Condense the paragraph beginning "Another detail dating from the park's opening" in the Disneyland railroad text into a short bulleted list that keeps its main facts.

GIVEN TEXT:
====
Laid to three-foot gauge, the most common
narrow gauge measurement used in North America, the railroad is
laid in a continuous loop around the park. All the Disneyland
locomotives burn
diesel
fuel, which is less polluting (though more expensive) than the
coal, wood, or heavy "Bunker C" oil normally used on steam
locomotives.
Originally, two trains could operate on the railroad, running in
opposite directions. A passing track was incorporated at Main
Street station where one train had to wait to allow the other to
pass. Later, for safety reasons and to allow the use of more than
two trains, the line was changed so that trains in normal service
run in a clockwise direction only. The passing track was
disconnected and now is only used to display a handcar. The 1958
addition of the "Grand
Canyon/Primeval
World" diorama necessitated a change in the rolling stock as well;
instead of facing forward, the benches of the new flatcars now
faced right so that the diorama could be better enjoyed by the
passengers. Five open-air,
clerestory-roofed observation cars with forward-facing seats
dating from the park's opening were returned to service in 2004
after undergoing a three-year restoration.
Another detail dating from the park's opening can be seen from
the railroad. As the train passes behind the
"it's a small world" attraction in Fantasyland, it crosses a
service road that is protected by two miniature wigwag
crossing signals. Santa Fe offered the use of full-scale crossing
signals, but Disney declined as they would be out of scale with the
trains. These scaled-down replicas were designed and built by the
San Bernardino shops of the
Santa Fe Railroad as a gift to Disneyland. They operate with
automotive windshield wiper motors.
The Walt Disney Company constructed the original two locomotives
in its own workshops under the supervision of
Roger E. Broggie. Patterned after the Lilly Belle, a
miniature steam locomotive Broggie had made for Walt's backyard
Carolwood Pacific Railroad, these were also models of classic
"Wild West" style American
4-4-0s,
but built to a larger three-fifths scale. No. 1 was given a big
wood-burning 'balloon' stack and a large, pointed
pilot (cowcatcher) while No. 2 was given a straight stack and
smaller pilot common to East Coast coal-burning locomotives.
Two more locomotives were later acquired from outside sources,
since this was cheaper than building new ones and since many
narrow-gauge lines were closing down and selling their equipment.
All three were given extensive renovations before entering service,
including new boilers. No. 4 is a "Forney" locomotive, a type of
tank locomotive. As an 1894
product of the
Baldwin Locomotive Works, No. 4 is the oldest locomotive in
service at any Disney property.
====
DATASET CONTENT:
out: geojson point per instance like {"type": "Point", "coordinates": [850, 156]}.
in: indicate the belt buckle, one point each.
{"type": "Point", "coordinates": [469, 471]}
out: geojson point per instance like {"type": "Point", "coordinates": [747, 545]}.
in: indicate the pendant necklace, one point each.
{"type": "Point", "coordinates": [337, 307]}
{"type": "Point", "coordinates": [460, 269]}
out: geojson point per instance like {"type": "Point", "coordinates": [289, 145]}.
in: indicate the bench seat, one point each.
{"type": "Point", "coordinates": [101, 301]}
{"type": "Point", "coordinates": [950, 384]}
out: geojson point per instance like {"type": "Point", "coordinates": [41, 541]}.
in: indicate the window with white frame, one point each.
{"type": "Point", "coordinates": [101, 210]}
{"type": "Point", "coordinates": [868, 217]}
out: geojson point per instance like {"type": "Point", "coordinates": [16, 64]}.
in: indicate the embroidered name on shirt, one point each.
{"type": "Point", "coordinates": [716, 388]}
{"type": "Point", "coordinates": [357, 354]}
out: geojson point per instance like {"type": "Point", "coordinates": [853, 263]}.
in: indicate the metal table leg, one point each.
====
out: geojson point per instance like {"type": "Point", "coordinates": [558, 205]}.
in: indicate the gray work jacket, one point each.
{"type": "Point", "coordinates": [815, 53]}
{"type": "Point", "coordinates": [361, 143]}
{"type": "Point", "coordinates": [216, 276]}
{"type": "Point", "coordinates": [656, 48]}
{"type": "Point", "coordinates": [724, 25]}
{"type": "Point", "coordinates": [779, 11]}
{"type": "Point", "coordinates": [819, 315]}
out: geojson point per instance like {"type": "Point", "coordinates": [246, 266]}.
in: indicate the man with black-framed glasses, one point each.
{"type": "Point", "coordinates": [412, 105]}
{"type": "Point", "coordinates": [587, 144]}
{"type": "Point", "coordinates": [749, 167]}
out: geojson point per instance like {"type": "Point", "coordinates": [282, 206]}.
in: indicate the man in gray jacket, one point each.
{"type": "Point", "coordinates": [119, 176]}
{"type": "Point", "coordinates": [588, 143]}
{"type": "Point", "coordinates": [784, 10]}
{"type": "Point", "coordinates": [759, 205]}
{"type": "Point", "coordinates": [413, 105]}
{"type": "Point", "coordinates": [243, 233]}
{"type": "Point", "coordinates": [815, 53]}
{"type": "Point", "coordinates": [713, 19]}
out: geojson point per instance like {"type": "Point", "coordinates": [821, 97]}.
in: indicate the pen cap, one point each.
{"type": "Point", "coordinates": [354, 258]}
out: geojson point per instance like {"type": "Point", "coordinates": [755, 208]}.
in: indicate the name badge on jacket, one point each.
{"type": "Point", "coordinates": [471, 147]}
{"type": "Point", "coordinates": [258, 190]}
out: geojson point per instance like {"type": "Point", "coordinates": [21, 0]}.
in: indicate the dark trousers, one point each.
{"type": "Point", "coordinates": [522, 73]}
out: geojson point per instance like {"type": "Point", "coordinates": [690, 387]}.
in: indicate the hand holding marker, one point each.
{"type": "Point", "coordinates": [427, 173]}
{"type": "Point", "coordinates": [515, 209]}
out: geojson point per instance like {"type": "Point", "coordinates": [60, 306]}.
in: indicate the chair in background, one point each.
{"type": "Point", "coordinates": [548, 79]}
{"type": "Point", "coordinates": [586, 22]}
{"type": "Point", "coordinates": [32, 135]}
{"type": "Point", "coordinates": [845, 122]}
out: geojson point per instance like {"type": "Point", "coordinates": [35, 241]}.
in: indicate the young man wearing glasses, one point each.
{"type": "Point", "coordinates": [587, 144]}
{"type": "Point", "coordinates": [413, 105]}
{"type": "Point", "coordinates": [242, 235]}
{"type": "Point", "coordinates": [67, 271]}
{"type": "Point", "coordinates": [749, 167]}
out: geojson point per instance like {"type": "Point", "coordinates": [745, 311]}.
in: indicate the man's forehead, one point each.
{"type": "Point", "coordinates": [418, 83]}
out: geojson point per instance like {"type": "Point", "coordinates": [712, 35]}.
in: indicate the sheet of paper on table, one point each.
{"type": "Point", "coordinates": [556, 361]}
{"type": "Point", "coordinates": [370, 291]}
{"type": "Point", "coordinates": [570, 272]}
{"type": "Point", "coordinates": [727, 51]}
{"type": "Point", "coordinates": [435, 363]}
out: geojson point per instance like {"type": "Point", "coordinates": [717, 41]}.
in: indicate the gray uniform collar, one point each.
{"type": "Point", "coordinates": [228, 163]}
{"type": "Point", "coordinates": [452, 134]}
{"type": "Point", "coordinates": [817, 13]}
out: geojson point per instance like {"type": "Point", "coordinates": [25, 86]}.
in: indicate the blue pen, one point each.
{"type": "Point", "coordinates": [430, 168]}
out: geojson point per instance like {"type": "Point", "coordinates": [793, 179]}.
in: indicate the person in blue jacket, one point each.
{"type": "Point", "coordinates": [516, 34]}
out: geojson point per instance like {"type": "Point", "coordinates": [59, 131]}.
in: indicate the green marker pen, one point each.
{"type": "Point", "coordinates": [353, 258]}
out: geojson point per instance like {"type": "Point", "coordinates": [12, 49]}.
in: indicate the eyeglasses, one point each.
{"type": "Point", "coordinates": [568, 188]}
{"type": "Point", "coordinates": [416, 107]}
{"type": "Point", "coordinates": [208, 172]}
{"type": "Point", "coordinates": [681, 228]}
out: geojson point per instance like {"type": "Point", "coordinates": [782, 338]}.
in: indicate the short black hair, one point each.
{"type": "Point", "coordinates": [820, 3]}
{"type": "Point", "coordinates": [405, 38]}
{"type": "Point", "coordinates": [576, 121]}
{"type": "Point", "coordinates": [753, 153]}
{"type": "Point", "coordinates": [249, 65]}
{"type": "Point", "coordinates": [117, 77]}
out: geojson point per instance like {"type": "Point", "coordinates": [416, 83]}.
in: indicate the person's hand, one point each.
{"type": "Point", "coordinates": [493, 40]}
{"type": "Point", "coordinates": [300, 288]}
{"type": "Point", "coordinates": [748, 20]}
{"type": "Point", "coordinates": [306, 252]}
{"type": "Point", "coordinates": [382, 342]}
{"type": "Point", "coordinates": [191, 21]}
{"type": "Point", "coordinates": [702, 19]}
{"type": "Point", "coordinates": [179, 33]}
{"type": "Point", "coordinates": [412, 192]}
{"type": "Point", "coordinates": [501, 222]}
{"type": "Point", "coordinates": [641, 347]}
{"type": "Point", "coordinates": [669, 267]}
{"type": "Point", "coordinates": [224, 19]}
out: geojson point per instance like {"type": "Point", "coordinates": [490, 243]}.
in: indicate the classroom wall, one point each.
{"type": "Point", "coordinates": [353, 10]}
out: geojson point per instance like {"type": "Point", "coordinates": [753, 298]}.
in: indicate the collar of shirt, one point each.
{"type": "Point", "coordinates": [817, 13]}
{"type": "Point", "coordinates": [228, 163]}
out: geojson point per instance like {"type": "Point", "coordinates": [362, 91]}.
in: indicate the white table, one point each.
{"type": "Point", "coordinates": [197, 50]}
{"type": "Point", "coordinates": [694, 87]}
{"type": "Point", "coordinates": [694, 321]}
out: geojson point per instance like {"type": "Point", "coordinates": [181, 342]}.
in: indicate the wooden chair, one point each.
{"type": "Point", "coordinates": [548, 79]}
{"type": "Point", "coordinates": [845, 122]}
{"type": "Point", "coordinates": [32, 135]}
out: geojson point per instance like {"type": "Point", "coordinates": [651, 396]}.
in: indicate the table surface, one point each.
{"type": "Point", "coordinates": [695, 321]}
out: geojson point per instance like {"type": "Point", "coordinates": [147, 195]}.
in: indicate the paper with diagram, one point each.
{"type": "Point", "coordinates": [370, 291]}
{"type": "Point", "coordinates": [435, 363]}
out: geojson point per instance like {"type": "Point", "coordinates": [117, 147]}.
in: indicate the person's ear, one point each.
====
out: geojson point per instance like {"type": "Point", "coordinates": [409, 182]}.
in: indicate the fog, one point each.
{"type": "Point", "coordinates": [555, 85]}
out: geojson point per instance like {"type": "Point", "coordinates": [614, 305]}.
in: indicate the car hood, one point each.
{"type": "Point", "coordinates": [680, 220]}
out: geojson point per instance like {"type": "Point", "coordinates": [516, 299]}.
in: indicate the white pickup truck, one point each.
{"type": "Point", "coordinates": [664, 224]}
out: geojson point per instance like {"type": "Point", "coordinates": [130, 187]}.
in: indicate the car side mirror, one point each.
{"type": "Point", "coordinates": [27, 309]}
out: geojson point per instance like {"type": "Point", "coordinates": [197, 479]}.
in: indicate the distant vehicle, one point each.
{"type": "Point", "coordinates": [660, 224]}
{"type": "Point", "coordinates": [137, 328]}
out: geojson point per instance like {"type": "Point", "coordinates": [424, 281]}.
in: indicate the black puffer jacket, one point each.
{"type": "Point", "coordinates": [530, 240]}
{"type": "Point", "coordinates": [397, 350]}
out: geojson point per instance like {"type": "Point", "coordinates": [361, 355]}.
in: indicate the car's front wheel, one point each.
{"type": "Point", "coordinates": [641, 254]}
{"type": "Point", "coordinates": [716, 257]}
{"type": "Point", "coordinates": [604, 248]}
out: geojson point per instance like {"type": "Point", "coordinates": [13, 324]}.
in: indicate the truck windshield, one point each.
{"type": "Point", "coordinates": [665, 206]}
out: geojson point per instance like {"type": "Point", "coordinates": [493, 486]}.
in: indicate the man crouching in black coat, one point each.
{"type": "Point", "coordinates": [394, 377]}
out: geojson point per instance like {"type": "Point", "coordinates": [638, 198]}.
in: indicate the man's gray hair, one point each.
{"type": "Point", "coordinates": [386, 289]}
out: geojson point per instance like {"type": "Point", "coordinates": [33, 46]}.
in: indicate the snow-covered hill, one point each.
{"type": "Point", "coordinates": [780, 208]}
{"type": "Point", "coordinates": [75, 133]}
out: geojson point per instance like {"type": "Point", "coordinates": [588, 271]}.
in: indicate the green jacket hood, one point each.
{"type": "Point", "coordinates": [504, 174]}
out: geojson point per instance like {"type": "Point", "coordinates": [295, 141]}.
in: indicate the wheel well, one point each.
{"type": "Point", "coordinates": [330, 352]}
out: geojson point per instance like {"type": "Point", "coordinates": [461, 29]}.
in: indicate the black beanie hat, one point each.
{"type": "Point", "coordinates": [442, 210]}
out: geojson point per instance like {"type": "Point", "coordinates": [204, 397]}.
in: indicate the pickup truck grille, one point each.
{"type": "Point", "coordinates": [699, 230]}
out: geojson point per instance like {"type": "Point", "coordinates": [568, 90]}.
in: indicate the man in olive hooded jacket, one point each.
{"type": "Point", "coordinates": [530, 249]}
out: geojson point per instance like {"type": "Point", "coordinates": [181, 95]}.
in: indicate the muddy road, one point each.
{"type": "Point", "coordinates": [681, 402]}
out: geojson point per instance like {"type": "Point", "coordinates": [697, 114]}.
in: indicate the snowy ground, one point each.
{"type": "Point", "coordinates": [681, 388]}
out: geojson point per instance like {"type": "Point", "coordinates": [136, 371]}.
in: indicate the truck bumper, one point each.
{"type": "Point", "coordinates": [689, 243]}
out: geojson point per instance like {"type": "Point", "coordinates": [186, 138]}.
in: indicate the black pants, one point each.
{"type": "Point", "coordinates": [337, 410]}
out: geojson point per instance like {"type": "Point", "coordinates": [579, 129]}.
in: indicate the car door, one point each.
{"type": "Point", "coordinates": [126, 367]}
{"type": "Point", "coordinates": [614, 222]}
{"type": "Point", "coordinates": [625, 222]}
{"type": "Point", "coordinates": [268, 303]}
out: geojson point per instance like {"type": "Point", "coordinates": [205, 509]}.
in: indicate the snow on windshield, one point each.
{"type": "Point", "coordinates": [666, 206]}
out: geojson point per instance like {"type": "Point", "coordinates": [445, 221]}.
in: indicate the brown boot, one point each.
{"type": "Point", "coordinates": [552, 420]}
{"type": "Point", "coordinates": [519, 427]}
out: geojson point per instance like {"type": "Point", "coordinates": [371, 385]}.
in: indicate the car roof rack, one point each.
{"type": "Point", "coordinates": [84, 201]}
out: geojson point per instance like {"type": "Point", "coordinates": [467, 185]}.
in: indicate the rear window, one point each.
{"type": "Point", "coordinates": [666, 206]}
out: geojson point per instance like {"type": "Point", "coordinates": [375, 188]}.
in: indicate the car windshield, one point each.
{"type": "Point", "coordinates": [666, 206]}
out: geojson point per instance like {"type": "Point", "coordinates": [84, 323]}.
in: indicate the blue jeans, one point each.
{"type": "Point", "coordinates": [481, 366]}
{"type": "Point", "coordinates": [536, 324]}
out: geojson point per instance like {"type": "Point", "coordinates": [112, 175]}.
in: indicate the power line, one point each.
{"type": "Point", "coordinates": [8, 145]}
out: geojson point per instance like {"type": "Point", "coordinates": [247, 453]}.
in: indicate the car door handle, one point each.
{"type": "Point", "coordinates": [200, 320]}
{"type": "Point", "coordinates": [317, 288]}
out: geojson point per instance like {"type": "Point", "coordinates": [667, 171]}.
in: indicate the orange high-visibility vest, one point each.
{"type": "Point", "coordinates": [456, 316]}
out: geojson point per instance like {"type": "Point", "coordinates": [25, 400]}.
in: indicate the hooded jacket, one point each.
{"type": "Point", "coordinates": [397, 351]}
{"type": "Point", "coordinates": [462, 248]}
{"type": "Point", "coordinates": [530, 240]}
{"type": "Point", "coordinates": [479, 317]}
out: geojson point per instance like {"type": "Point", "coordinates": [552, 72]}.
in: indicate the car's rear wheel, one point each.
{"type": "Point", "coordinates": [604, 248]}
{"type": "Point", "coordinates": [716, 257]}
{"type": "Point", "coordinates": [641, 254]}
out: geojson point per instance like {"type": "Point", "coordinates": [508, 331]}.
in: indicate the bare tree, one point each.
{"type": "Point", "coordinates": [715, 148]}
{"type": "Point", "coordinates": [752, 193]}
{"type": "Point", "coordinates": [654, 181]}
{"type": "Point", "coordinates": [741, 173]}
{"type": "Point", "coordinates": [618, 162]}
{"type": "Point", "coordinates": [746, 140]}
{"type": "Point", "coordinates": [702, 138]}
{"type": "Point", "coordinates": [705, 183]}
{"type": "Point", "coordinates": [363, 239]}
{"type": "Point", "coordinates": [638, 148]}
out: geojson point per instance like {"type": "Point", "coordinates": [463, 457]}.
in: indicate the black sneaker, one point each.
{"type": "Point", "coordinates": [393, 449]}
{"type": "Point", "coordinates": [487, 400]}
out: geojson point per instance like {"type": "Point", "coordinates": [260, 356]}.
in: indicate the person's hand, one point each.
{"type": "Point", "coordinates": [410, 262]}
====
RESULT OF THIS TASK:
- Behind the "it's a small world" attraction in Fantasyland, the train crosses a service road protected by two miniature wigwag crossing signals dating from the park's opening.
- Santa Fe offered full-scale signals, but Disney declined because they would be out of scale with the trains.
- The Santa Fe Railroad's San Bernardino shops designed and built the scaled-down replicas as a gift to Disneyland.
- The signals run on automotive windshield wiper motors.